* [Challenge]: Arrange the lines from the line with "Exercise. Identify every instance of the hockey" to the line with "Exercise. Identify every instance of the person", both included, as a Markdown table with the columns Row and Line. Number each row and leave out any blank lines.

* [Record list]:

[BEGIN]

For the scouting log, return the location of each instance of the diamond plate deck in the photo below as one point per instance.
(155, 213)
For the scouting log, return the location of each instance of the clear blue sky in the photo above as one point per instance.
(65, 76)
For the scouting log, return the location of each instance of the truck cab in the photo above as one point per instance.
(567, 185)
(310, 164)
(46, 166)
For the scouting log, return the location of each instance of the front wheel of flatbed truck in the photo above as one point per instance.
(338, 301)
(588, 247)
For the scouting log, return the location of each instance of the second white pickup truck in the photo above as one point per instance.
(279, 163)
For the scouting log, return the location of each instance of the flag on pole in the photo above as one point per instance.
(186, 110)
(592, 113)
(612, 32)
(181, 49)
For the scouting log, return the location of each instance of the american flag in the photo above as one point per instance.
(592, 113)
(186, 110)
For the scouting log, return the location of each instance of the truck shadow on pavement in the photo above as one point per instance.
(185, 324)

[END]
[BEGIN]

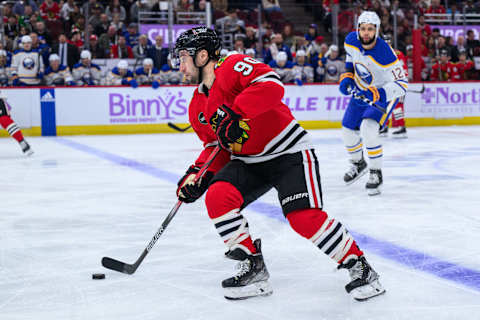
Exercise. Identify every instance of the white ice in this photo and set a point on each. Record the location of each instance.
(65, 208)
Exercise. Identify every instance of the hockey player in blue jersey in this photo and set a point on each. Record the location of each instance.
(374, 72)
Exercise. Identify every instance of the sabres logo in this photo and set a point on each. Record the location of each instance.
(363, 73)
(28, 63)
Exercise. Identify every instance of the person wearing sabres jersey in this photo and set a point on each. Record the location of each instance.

[END]

* [Result below]:
| Row | Line |
|---|---|
| 1 | Exercise. Identify every instance of the hockey player in blue jersey in this photo and set a point on each. Record the location of each instance. |
| 2 | (374, 72) |
| 3 | Exercise. Identify every instance of the sabres logo in this photo and set a point on each. Record the location of each instance. |
| 4 | (363, 73) |
| 5 | (28, 63) |
| 6 | Exercise. Identify every instance of the person wearing sabres jersey in this photo and set a point on each. Record the location of each instance. |